Your instructions → Please continue the passage on the Schaffner preemption ruling, picking up after its final sentence.

Extract provided →
⁂

Fourth, Schaffner held that the entire panoply of agency regulatory decisions – not just the broad, vague provision of the FIFRA statute’s “misbranding” provision – apply in the determination of what is expressly preempted. As was unsuccessfully attempted in Schaffner, prescription medical product plaintiffs often try to use the FDCA’s equally broad and vague misbranding or adulteration provisions, standing alone, to avoid preemption. Schaffner said no.
If [federal] regulations specifically identify the contents required to be included on a pesticide label, a state-law requirement is preempted unless it is equivalent to that specific regulatory requirement. The state-law duty cannot survive preemption simply because its standard of liability is equivalent to the broad statutory definition of misbranding.
2024 WL 3820973, at *15. Where agency regulations and approvals have “give[n] content to [statutory] misbranding standards,” then “any equivalence between the state-law duty and the statutory definition of misbranding does not prevent the preemption of state law.” Id.
Fifth, in PMA preemption cases, one of the pitched battles that plaintiffs and defendants fight in almost every case, is whether claimed violations of non-specific FDA manufacturing practice regulations, that could be read to require different things in different cases, are sufficient to state parallel claims. The same problem arose in the FIFRA context in Schaffner, and the Third Circuit resolved it in favor of preempting non-specific violation claims. “If state-law duties to warn can survive preemption so long as they are equivalent to . . . broad” enactments, then “[s]tate-law duties framed in these vague and broad terms would produce considerable heterogeneity.” Id. at 17. Preemption is necessary because “different factfinders deciding different individual cases might reasonably disagree about whether a particular warning was necessary to protect health.” Id. That’s exactly the problem posed by purported FDCA parallel violation claims predicated on vague FDA CGMPs. Now, in the closely analogous FIFRA context, Schaffner has resolved the same issue in favor of allowing only specific violation claims to escape preemption. The claim in Schaffner was “preempted because of the specific requirement imposed through” the product’s approval process, “which prohibits the modification of [the] Label without further [regulatory] approval.” Id. at *19.

⁂

Study material →
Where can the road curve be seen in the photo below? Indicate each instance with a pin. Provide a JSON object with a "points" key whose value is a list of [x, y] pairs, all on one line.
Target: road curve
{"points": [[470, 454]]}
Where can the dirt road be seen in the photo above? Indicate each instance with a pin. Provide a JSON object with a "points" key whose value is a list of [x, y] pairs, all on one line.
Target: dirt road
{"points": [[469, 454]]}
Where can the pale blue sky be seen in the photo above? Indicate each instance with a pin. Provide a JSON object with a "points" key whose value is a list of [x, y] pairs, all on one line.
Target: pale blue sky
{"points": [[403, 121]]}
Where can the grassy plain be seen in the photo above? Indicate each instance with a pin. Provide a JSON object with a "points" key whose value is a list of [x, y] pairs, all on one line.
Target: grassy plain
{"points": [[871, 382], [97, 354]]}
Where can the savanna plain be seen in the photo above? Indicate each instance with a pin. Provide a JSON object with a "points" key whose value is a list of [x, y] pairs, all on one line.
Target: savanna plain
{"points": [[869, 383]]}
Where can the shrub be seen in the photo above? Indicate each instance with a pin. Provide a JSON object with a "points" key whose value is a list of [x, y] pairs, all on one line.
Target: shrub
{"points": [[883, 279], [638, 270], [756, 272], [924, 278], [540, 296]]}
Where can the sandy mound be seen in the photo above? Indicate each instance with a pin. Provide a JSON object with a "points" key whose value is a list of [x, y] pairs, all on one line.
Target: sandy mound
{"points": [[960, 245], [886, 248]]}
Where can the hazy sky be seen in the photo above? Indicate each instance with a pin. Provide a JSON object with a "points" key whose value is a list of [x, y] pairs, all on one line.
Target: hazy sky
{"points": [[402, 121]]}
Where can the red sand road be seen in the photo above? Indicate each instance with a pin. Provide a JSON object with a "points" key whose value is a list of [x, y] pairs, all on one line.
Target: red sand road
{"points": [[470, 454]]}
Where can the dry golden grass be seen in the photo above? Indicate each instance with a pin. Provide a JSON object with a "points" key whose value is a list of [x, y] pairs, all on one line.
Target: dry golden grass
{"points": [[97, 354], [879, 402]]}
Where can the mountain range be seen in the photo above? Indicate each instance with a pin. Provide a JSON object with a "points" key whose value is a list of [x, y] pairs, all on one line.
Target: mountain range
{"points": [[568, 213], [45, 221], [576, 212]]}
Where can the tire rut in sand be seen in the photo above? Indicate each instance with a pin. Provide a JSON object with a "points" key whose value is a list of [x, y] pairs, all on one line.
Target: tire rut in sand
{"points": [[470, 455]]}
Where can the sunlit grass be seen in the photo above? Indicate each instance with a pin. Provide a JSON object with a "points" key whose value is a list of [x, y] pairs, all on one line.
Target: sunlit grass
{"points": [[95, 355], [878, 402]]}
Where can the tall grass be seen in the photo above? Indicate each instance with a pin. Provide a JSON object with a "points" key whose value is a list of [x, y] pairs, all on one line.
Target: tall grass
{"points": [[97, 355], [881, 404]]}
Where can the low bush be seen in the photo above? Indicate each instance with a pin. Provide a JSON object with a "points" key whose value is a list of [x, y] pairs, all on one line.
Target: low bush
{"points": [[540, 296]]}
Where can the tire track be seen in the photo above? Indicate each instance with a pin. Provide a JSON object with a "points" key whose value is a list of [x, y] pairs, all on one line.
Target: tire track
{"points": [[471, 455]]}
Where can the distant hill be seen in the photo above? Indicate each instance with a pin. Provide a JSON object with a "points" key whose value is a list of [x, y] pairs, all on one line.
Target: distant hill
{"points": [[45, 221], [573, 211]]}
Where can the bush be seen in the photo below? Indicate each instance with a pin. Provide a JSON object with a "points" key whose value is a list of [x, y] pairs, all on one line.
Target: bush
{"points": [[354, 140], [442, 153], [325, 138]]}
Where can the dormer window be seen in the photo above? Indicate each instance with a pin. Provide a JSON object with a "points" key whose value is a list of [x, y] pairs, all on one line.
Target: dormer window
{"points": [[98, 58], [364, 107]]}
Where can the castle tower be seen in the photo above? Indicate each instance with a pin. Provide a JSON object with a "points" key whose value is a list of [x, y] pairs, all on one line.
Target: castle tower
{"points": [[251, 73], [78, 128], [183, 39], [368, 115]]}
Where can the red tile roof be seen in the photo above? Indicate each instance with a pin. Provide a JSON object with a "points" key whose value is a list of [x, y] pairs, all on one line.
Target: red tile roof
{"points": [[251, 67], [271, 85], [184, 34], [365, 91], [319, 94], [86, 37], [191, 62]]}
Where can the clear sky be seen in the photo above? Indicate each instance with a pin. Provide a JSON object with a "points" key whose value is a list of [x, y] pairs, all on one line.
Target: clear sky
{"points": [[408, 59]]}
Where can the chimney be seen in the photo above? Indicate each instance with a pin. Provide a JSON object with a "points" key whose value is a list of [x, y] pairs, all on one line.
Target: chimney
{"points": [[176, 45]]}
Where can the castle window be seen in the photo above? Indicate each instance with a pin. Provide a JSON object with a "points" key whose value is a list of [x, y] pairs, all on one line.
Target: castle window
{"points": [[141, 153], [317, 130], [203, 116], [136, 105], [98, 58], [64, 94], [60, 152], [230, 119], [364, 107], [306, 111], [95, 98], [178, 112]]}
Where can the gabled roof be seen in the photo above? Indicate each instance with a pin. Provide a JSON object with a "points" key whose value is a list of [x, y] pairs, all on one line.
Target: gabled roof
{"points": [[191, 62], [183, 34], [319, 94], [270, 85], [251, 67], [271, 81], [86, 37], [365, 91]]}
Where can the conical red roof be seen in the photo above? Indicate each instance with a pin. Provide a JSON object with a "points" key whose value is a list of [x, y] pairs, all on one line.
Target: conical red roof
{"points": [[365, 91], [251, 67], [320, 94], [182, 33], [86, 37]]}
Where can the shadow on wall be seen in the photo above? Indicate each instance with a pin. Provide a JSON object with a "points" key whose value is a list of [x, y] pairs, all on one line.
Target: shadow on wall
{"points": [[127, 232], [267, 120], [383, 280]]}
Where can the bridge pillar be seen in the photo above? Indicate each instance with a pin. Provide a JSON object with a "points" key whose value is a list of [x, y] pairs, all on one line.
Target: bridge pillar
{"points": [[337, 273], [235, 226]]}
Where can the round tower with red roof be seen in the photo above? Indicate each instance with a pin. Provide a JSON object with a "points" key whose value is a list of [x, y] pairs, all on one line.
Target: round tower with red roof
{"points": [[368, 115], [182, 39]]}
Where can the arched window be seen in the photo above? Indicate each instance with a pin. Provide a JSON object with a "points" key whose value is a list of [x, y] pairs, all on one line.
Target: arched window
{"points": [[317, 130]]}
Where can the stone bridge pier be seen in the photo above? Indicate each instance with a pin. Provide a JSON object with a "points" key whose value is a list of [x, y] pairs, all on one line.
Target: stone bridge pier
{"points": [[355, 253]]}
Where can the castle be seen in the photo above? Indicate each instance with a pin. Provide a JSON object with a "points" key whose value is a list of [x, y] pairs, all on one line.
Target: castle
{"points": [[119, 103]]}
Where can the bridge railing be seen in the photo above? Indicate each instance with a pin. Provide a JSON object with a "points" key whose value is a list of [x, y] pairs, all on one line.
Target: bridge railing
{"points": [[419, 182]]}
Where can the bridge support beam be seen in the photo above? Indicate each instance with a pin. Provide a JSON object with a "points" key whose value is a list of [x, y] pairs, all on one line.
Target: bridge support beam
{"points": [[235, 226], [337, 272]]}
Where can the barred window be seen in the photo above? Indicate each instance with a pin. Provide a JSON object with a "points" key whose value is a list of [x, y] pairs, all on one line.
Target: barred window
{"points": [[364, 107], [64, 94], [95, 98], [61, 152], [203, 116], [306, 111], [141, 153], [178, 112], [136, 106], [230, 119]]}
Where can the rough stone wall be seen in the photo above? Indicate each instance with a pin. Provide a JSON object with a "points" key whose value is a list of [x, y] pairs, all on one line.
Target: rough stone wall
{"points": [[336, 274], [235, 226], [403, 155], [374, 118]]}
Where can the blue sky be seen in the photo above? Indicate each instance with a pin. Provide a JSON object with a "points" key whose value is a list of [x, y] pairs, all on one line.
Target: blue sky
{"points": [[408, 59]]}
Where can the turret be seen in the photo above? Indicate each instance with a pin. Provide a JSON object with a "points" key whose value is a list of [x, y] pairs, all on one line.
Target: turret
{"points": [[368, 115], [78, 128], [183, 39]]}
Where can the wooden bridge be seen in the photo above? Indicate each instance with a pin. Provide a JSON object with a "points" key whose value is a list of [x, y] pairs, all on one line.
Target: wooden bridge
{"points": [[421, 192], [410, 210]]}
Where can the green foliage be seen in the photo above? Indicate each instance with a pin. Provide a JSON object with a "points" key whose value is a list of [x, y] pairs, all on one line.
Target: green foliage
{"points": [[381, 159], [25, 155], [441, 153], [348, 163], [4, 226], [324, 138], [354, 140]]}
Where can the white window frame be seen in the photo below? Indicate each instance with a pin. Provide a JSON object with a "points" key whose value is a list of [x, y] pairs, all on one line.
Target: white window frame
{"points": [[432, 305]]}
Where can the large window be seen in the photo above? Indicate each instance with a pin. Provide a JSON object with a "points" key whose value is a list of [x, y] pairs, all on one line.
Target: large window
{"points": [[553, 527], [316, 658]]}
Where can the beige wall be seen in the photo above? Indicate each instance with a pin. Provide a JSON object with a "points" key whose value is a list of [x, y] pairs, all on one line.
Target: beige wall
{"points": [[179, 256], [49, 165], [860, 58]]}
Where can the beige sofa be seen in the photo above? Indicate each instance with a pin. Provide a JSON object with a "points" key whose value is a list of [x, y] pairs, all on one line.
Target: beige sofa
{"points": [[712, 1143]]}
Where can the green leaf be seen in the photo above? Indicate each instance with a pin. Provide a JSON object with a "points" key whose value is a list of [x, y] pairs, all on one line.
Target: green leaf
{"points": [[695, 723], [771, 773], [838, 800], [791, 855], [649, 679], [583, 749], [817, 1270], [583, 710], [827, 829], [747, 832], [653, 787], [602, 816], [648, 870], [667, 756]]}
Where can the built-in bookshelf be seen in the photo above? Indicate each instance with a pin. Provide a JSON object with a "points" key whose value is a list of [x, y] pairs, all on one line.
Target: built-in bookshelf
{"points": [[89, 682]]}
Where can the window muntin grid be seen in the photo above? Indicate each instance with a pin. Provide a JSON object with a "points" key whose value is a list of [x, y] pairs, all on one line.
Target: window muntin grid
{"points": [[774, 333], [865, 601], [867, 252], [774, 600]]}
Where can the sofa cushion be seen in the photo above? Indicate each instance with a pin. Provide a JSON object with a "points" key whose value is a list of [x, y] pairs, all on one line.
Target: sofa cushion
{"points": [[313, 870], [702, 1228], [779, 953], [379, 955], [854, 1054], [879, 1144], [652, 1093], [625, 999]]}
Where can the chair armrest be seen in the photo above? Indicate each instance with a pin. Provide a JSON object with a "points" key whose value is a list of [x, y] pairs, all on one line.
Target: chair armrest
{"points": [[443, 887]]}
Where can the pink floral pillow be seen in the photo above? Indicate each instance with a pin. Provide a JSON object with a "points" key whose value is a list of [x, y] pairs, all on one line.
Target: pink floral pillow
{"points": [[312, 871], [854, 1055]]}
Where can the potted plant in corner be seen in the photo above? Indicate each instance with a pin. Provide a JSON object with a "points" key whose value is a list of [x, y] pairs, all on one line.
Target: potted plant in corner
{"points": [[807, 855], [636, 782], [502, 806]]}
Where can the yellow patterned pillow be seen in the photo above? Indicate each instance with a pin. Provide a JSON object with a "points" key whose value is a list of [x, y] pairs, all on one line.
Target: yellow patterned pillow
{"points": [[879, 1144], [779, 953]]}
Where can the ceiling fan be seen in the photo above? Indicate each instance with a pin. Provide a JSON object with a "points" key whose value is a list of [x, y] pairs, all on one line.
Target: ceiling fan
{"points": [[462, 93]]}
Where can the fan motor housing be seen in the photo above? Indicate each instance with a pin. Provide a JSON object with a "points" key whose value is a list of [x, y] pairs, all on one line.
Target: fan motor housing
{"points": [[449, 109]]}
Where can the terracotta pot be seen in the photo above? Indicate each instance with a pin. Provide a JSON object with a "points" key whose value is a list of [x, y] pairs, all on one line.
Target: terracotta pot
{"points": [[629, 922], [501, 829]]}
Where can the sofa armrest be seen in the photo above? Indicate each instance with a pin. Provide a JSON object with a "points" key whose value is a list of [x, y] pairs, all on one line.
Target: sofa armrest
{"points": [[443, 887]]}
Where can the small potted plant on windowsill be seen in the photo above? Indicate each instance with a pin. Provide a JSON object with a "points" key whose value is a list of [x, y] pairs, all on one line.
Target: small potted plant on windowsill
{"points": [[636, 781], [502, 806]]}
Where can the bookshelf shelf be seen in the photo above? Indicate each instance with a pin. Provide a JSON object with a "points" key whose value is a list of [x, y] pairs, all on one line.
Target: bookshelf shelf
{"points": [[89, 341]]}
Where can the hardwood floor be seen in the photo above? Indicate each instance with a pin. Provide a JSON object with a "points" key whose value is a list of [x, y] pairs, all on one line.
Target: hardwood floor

⁂

Result for this exercise →
Sixth, and finally, Schaffner held that “force of law” was not a prerequisite to express preemption. 2024 WL 3820973, at *20. That requirement originated in Wyeth v. Levine, 555 U.S. 555 (2009). But Levine “did not interpret a statutory provision that expressly preempted state law” – only “the distinct doctrine of implied preemption.” 2024 WL 3820973, at *20. Where Congress has imposed preemption expressly, the preemption provision itself supplies the requisite preemptive effect:
[W]hen Congress has expressly authorized the preemption of state law by statute, the meaning of the express-preemption provision triggers preemption. [A court’s] role when confronted with an express-preemption provision is to apply the text that embodies Congress’s decision. . . . [A]s Congress has decreed in the text of that provision that federal “requirements” have preemptive force, no further analysis is necessary.
Id. (citations and quotation marks omitted).
Just as the aviation preemption decision in Sikkelee v. Precision Airmotive Corp., 907 F.3d 701, 707 (3d Cir. 2018), disposed of the contention that Pennsylvania law allowed product liability claims based on failure to report adverse events to a federal agency, these six points in Schaffner should, by analogy, control in express preemption cases involving FDA-regulated medical devices and over-the-counter drugs. Defense counsel practicing in Third Circuit district courts should definitely study the Schaffner decision.